• Exercise directions: From the piece on a career in horse racing below, return word for word the part starting at "It's no secret" and ending at "they are majestic.".

** Opening Provided text block **

It's no secret the horse industry is struggling. But like any good optimist, I'm always open to new ideas. I recently read Simon Sinek's book, Start with Why: How Great Leaders Inspire Everyone to Take Action. The oversimplified concept of the book is how understanding your 'why' can contribute to your success.
This is my 'why' I chose a career in horse racing.
I love horses. From the unbelievable softness of a newborn foal to the rippling musculature of a stallion, they are majestic.
As an agent, breeder and owner, I enjoy being a custodian of the breed–a breed of horse that's over 300 years old, a breed that is noble, intelligent, honest and highly competitive. I often remind myself that it's a privilege, not a right, to be a part of the Thoroughbred horse racing industry. I've been fortunate over the last 20 years to work with amazingly talented horses, including some champions. I love the notion that 50 years from now, some of the horses I've been involved with may continue to have an impact on the breed.

** Closing Provided text block **
** Opening Data under study block **

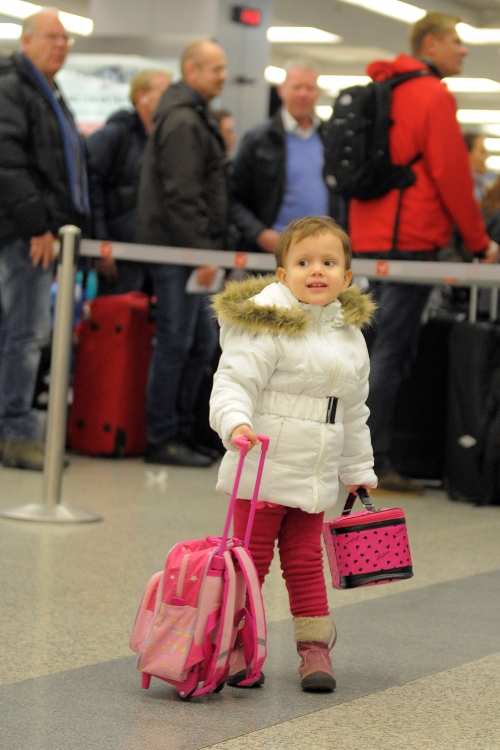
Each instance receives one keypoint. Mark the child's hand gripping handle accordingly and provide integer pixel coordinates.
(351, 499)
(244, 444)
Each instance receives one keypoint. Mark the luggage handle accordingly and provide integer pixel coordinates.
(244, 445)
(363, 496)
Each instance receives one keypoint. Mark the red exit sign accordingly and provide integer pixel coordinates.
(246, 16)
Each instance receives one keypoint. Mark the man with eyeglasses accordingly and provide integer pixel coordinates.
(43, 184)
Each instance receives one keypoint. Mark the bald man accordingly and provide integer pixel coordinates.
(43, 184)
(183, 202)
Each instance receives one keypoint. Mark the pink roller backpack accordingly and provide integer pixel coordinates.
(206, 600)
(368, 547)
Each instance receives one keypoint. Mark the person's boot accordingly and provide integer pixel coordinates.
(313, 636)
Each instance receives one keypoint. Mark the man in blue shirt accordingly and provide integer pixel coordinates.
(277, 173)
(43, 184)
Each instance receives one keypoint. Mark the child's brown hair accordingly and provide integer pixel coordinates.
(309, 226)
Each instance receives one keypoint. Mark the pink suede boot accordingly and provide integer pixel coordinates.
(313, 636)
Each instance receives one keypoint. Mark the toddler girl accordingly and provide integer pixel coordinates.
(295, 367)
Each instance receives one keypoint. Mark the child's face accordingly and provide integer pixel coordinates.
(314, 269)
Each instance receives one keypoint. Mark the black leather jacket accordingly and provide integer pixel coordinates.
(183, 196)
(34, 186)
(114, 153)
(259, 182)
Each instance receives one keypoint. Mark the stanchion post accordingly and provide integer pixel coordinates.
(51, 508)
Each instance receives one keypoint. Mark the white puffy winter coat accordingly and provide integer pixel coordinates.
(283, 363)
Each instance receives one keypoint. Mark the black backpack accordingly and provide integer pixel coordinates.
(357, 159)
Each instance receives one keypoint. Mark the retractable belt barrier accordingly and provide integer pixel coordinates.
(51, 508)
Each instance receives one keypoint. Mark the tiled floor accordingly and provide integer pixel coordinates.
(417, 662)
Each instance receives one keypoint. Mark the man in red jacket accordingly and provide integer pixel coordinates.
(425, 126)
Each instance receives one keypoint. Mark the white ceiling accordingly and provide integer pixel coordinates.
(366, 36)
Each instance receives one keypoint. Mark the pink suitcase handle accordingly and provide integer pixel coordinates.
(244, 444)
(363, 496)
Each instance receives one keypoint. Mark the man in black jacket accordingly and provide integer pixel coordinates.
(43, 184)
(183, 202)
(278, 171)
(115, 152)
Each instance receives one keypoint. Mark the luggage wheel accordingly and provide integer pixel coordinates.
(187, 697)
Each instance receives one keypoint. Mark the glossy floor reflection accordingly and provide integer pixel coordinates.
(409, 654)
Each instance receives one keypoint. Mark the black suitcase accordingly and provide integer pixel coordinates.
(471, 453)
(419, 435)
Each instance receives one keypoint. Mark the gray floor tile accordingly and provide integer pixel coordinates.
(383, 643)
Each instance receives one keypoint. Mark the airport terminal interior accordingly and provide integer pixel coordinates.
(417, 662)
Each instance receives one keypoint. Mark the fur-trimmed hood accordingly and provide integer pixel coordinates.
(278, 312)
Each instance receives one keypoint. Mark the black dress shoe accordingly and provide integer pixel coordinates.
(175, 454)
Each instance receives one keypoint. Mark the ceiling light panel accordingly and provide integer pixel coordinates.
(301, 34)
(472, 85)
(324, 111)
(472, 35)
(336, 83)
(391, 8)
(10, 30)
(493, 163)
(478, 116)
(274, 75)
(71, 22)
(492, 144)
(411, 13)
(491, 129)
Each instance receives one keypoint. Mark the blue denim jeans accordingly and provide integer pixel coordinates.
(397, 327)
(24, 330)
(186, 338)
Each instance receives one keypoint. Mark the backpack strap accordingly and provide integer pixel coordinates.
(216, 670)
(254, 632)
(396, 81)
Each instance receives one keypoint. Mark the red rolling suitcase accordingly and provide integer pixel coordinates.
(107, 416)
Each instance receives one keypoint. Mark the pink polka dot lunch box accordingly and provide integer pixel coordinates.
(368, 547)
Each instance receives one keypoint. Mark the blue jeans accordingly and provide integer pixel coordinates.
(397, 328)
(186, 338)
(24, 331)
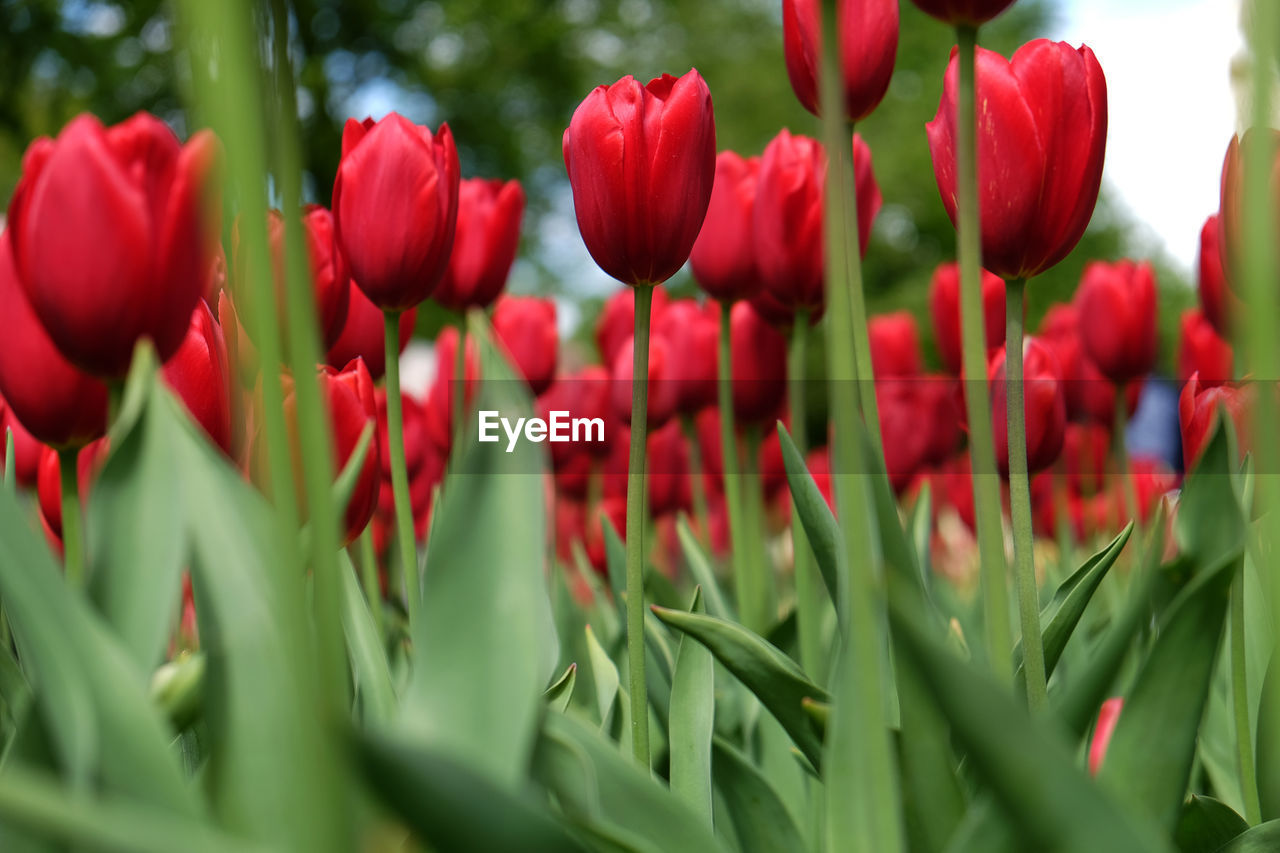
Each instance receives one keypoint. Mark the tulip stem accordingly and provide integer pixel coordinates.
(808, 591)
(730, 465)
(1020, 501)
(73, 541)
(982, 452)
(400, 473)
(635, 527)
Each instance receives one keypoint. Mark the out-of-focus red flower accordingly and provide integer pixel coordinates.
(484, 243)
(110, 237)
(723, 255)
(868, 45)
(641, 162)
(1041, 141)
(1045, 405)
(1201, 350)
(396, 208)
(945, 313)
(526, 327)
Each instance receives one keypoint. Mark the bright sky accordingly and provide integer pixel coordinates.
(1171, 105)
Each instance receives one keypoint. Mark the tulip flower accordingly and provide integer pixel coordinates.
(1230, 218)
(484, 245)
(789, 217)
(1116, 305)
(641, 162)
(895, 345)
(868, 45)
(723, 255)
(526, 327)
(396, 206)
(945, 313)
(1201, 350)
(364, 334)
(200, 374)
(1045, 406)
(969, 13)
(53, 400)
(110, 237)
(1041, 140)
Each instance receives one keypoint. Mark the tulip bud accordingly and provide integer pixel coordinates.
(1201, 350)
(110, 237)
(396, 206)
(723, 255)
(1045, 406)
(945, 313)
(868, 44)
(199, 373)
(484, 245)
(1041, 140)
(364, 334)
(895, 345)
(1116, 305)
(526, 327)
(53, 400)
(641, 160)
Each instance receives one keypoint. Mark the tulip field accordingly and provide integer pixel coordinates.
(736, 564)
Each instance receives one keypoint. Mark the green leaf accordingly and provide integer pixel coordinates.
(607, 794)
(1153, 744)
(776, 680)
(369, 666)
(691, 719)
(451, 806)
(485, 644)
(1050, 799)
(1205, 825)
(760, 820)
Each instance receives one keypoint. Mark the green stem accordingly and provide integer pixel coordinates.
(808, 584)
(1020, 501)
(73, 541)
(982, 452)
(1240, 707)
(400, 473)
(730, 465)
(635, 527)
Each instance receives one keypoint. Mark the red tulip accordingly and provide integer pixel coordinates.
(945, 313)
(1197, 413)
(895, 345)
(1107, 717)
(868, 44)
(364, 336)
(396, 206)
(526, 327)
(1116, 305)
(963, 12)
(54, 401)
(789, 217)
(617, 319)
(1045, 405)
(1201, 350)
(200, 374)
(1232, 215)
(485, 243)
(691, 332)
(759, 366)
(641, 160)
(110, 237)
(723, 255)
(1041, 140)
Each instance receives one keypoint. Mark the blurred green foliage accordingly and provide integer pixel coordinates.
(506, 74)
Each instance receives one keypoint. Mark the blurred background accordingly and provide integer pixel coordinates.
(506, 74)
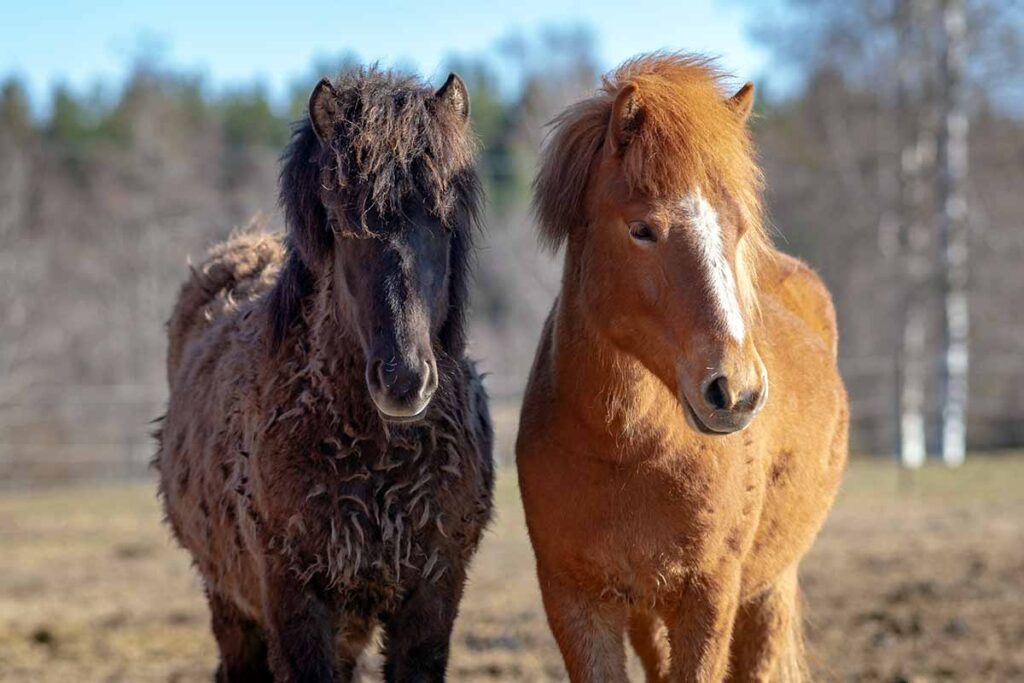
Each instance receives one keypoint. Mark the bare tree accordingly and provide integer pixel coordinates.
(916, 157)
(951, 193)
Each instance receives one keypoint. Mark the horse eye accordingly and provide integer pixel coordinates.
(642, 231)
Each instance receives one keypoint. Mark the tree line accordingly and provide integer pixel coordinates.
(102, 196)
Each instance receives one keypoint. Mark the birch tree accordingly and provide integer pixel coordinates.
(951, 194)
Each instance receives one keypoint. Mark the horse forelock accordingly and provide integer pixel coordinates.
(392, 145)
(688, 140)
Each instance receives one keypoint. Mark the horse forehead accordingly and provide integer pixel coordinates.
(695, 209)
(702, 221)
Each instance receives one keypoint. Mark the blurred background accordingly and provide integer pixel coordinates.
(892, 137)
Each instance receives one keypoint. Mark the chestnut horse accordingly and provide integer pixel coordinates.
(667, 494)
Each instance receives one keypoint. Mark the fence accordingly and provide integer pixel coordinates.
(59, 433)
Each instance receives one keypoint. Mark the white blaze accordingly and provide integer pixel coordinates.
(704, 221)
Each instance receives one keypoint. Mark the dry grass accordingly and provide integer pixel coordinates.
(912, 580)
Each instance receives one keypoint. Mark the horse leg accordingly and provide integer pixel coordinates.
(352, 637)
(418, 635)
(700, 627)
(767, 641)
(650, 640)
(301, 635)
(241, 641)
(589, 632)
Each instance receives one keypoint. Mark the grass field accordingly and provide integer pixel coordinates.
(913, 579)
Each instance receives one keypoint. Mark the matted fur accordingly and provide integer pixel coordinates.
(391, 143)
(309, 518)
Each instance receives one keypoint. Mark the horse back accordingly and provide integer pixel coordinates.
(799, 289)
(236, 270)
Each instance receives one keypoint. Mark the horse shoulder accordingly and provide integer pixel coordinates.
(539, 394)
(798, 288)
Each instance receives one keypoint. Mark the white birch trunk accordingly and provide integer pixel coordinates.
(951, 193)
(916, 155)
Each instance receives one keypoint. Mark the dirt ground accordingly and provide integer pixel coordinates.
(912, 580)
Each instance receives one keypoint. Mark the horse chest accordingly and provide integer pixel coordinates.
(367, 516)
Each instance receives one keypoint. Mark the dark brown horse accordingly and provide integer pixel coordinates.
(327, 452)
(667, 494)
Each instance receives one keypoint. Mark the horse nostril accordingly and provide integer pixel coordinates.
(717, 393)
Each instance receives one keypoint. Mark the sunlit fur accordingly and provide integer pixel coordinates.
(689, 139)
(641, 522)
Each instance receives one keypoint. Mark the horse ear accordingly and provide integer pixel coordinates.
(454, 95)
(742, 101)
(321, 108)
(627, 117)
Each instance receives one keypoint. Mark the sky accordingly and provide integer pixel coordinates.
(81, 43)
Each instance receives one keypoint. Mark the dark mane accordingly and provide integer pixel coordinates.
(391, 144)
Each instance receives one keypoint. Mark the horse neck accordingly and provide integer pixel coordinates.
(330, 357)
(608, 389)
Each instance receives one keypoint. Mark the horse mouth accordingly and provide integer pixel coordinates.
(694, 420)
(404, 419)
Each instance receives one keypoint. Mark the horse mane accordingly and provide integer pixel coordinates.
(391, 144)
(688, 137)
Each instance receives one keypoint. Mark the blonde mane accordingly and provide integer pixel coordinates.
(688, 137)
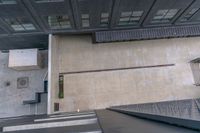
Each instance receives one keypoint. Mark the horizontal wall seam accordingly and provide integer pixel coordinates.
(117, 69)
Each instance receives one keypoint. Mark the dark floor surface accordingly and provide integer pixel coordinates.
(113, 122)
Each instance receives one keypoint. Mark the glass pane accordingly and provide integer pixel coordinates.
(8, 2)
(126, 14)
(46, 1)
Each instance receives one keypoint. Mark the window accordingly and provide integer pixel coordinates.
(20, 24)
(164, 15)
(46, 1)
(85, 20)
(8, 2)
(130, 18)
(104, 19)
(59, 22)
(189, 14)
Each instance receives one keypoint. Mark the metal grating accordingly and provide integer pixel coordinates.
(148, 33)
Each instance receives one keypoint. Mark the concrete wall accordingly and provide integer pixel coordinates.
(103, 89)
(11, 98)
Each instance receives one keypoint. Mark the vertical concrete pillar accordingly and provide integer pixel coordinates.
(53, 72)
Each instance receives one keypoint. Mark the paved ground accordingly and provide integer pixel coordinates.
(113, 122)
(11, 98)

** Closing Data under study block **

• Exercise solution:
It's no secret the horse industry is struggling. But like any good optimist, I'm always open to new ideas. I recently read Simon Sinek's book, Start with Why: How Great Leaders Inspire Everyone to Take Action. The oversimplified concept of the book is how understanding your 'why' can contribute to your success.
This is my 'why' I chose a career in horse racing.
I love horses. From the unbelievable softness of a newborn foal to the rippling musculature of a stallion, they are majestic.